* Task to complete: Return the full listing unchanged, apart from leaving out its images.

* Source material:
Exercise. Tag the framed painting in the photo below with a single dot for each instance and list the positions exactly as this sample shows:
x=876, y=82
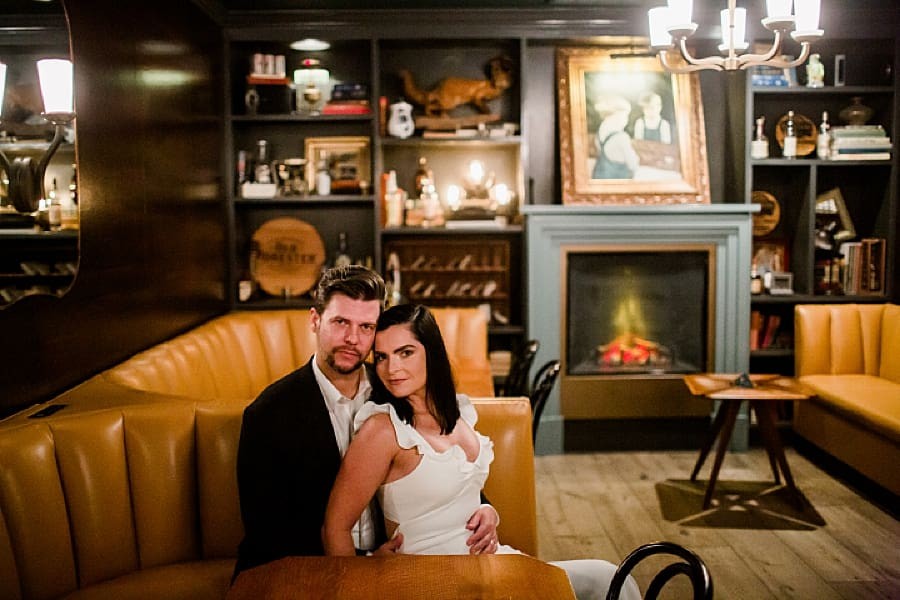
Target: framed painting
x=347, y=159
x=630, y=132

* Output for this task:
Exercise. Tag the framed painting in the photo below with a single dot for each instance and list the positions exactly as this sample shows:
x=876, y=82
Target: framed painting
x=347, y=159
x=630, y=132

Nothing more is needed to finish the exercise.